:: STATED PROBLEM ::
Extract, exactly as written, all lines of the material below from the line that includes "Annotation task — pin every instance of the cloudy" through its last line.

• • • • • • •

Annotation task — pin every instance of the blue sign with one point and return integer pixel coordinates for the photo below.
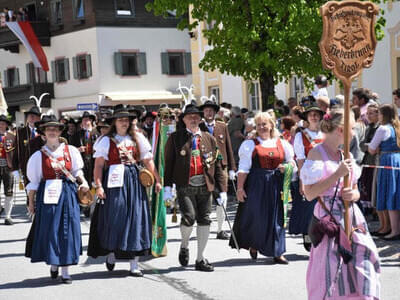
(87, 106)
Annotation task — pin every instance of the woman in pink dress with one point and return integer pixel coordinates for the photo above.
(328, 277)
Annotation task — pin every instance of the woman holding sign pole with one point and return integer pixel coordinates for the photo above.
(121, 223)
(337, 269)
(55, 236)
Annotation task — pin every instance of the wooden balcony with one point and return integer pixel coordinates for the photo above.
(10, 42)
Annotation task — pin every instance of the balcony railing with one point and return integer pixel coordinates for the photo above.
(9, 41)
(19, 95)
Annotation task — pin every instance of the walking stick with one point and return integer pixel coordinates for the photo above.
(230, 228)
(346, 58)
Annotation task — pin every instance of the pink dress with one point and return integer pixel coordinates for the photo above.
(359, 279)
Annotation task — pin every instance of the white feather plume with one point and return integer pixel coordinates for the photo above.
(39, 101)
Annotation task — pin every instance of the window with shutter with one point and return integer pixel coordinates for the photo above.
(130, 63)
(30, 73)
(5, 79)
(124, 8)
(78, 9)
(11, 77)
(88, 60)
(118, 63)
(164, 63)
(61, 70)
(176, 63)
(188, 63)
(142, 65)
(56, 12)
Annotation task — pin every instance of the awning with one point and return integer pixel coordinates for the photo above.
(141, 98)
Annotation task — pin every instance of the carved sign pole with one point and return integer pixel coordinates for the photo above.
(347, 46)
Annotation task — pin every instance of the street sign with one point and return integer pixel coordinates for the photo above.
(87, 106)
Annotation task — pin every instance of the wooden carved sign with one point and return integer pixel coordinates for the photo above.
(347, 46)
(348, 40)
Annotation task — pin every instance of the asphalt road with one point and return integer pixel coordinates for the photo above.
(236, 276)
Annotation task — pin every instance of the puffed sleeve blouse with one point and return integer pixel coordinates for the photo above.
(247, 148)
(34, 168)
(103, 145)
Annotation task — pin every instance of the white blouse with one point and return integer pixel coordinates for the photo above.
(34, 167)
(381, 134)
(298, 142)
(102, 146)
(247, 148)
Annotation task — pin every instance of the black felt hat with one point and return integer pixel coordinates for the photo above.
(211, 104)
(191, 109)
(121, 111)
(5, 119)
(34, 110)
(86, 114)
(50, 121)
(310, 109)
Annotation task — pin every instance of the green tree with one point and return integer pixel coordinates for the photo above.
(269, 40)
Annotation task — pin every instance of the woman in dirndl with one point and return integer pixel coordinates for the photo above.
(55, 236)
(121, 224)
(386, 141)
(305, 139)
(259, 219)
(329, 275)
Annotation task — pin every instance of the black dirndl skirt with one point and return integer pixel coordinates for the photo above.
(55, 234)
(302, 211)
(121, 223)
(259, 220)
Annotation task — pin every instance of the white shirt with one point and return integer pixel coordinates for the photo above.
(34, 168)
(247, 148)
(102, 147)
(298, 142)
(381, 134)
(322, 92)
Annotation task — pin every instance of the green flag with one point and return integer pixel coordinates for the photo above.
(159, 242)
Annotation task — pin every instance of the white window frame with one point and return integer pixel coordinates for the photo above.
(254, 99)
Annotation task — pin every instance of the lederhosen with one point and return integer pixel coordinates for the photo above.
(6, 175)
(195, 200)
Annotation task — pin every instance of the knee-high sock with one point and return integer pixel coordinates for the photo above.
(111, 258)
(134, 264)
(8, 204)
(64, 272)
(220, 216)
(186, 231)
(202, 238)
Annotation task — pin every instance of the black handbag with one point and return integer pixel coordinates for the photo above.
(326, 226)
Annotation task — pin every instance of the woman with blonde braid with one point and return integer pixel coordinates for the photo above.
(121, 222)
(336, 270)
(387, 141)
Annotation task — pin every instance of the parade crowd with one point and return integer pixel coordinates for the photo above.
(285, 166)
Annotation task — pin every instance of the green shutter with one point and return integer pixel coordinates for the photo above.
(5, 79)
(53, 71)
(118, 63)
(164, 63)
(66, 66)
(16, 77)
(188, 63)
(142, 66)
(88, 61)
(75, 67)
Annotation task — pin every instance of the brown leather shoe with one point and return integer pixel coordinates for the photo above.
(281, 260)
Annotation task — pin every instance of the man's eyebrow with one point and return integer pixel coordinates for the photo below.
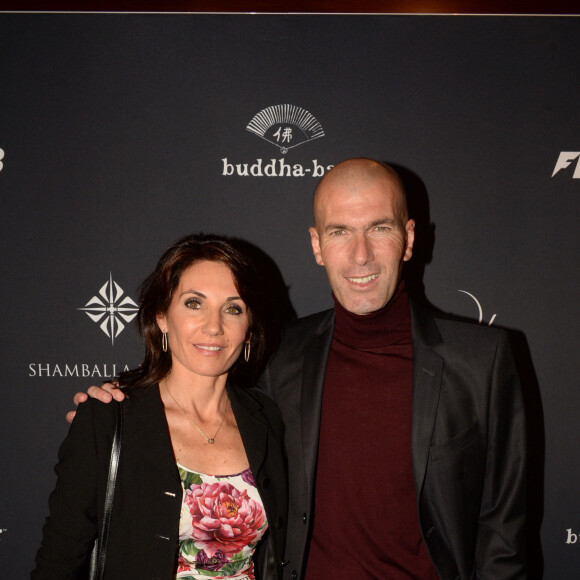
(374, 223)
(382, 221)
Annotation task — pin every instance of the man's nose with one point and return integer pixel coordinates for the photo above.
(362, 250)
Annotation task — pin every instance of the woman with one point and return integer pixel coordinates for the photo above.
(202, 474)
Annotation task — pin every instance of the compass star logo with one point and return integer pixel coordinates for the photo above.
(110, 309)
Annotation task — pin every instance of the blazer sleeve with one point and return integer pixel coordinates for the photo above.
(500, 548)
(71, 527)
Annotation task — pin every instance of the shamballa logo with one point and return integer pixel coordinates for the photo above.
(110, 309)
(286, 126)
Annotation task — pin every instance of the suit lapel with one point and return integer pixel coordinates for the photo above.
(146, 426)
(252, 426)
(315, 359)
(427, 374)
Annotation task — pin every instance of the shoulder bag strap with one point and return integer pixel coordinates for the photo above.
(100, 550)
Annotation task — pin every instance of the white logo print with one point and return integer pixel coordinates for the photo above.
(110, 310)
(565, 159)
(480, 310)
(286, 126)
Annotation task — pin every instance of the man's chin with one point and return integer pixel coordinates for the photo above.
(361, 306)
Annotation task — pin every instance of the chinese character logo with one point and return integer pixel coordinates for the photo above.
(285, 126)
(110, 309)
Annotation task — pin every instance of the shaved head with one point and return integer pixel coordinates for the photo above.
(357, 174)
(362, 233)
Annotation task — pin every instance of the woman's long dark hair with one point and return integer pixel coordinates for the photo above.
(157, 292)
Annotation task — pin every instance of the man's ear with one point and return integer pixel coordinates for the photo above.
(410, 235)
(315, 241)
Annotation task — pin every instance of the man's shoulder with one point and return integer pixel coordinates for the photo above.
(301, 328)
(433, 326)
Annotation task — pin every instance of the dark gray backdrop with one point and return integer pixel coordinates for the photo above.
(116, 132)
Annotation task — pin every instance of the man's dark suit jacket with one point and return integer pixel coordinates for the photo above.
(468, 441)
(145, 522)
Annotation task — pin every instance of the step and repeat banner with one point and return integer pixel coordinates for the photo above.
(119, 133)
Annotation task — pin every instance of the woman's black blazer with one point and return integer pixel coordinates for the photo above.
(143, 536)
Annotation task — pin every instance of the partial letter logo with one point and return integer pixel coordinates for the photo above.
(286, 127)
(110, 309)
(566, 158)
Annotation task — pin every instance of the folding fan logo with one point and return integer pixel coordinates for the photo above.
(110, 309)
(286, 126)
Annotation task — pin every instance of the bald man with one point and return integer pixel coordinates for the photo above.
(405, 430)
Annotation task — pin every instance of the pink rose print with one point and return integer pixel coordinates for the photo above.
(223, 518)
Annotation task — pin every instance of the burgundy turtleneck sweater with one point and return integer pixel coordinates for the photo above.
(365, 516)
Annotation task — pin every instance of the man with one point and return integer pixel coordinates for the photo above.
(404, 430)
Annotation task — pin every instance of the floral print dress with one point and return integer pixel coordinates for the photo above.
(222, 520)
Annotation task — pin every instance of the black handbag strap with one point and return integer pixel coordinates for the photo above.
(109, 493)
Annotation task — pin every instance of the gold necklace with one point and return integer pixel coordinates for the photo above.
(210, 440)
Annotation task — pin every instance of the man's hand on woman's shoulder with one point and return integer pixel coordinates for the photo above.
(105, 393)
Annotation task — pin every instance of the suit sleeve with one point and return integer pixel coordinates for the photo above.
(71, 527)
(500, 549)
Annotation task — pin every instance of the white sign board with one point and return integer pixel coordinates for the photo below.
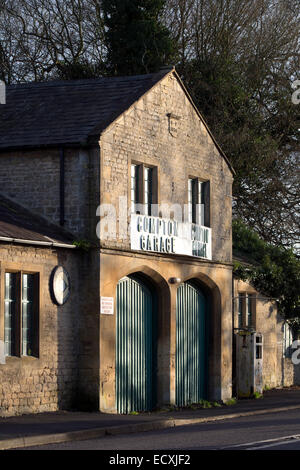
(169, 236)
(2, 353)
(107, 305)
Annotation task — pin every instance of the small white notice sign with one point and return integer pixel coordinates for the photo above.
(107, 305)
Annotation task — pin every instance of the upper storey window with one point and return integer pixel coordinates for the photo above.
(143, 189)
(199, 202)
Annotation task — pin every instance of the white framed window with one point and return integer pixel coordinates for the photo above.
(143, 188)
(21, 314)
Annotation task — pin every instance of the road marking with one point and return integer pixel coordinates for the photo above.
(267, 441)
(276, 444)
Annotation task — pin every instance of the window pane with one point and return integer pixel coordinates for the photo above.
(133, 187)
(250, 310)
(240, 312)
(10, 312)
(28, 323)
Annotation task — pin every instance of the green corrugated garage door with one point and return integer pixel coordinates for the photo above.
(135, 346)
(191, 345)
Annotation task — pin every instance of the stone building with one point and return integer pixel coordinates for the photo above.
(128, 168)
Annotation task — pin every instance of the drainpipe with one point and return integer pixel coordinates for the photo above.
(62, 186)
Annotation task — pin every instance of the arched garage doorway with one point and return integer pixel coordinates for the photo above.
(136, 342)
(191, 344)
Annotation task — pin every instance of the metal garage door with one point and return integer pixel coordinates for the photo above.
(134, 346)
(191, 345)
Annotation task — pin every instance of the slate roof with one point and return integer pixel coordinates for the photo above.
(67, 112)
(18, 223)
(73, 112)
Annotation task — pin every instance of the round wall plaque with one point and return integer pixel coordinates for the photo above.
(60, 285)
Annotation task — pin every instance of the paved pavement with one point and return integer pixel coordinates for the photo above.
(64, 426)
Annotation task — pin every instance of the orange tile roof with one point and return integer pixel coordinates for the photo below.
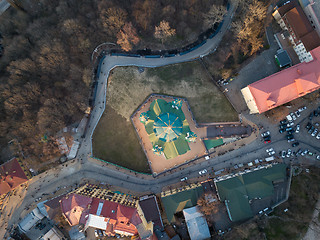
(11, 176)
(288, 84)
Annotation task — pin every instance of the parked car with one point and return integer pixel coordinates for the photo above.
(183, 179)
(289, 152)
(284, 121)
(309, 125)
(290, 124)
(304, 152)
(314, 133)
(204, 171)
(295, 144)
(291, 140)
(289, 129)
(299, 152)
(267, 133)
(302, 109)
(311, 129)
(293, 116)
(310, 116)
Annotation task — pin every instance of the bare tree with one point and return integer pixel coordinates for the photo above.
(214, 15)
(164, 31)
(113, 19)
(127, 37)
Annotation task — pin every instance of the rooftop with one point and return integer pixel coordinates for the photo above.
(11, 176)
(284, 86)
(197, 225)
(178, 201)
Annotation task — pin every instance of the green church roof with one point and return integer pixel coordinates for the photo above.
(167, 127)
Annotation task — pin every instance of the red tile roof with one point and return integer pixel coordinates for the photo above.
(11, 176)
(288, 84)
(75, 208)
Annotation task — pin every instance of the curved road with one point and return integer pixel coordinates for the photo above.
(72, 173)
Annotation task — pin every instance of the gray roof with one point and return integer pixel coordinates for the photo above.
(283, 58)
(197, 224)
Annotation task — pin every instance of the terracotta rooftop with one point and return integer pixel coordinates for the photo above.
(11, 176)
(286, 85)
(75, 208)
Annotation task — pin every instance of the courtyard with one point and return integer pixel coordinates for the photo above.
(128, 88)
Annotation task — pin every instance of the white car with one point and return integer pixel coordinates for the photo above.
(271, 153)
(302, 109)
(289, 153)
(293, 116)
(269, 150)
(183, 179)
(314, 133)
(267, 133)
(204, 171)
(290, 124)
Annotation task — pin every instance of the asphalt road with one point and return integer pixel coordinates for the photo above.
(4, 5)
(73, 173)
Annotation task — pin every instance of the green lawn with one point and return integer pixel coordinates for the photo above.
(114, 139)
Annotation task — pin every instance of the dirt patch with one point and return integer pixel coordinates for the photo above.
(128, 89)
(115, 141)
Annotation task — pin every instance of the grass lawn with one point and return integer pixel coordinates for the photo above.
(114, 139)
(304, 193)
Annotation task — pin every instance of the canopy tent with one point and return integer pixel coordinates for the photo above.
(191, 136)
(177, 103)
(144, 117)
(157, 150)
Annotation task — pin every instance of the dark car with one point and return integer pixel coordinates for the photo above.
(289, 137)
(267, 138)
(290, 132)
(309, 125)
(295, 144)
(311, 129)
(310, 116)
(284, 121)
(283, 126)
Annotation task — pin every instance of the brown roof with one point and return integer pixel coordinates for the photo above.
(287, 7)
(288, 84)
(151, 211)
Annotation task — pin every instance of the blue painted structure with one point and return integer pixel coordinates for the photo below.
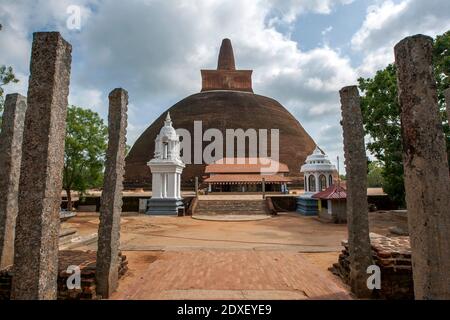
(307, 206)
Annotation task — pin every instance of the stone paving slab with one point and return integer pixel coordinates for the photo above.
(240, 274)
(230, 217)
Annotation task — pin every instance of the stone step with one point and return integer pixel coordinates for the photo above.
(231, 207)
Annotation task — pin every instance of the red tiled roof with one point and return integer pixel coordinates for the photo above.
(246, 178)
(245, 165)
(333, 192)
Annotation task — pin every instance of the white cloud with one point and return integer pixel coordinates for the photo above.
(388, 22)
(155, 50)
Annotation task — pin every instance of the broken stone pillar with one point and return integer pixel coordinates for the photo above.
(111, 200)
(360, 252)
(37, 228)
(10, 157)
(447, 102)
(427, 181)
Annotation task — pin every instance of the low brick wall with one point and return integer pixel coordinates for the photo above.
(393, 256)
(86, 260)
(281, 204)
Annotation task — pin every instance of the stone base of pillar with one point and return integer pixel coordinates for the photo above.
(164, 207)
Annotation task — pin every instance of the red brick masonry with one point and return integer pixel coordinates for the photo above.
(86, 260)
(393, 256)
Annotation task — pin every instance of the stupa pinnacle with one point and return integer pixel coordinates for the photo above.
(226, 77)
(226, 56)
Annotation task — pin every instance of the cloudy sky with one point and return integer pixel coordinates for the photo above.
(302, 51)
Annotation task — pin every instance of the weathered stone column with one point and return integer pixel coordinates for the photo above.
(10, 157)
(447, 102)
(111, 201)
(427, 180)
(36, 243)
(357, 208)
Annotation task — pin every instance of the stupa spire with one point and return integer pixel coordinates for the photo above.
(226, 56)
(168, 121)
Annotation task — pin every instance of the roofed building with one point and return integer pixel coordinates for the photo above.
(247, 175)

• • • • • • •

:: RESPONSE ::
Annotation task — pin every instance of the cloudy sky with one point and return integer pixel coordinates for the photo above.
(302, 51)
Annotation task — pin every instance of the weathered stone column with one point and return integer pixel coordinates for the photo above.
(10, 157)
(447, 102)
(111, 201)
(427, 180)
(36, 243)
(357, 208)
Annotation task — pin every instance of the stupa spire with one point and return integer pixel coordinates for the photo above.
(226, 56)
(168, 121)
Annotation task — pin every instance of the roofed building with one point and return integer pixel coordinates for the photo above.
(247, 175)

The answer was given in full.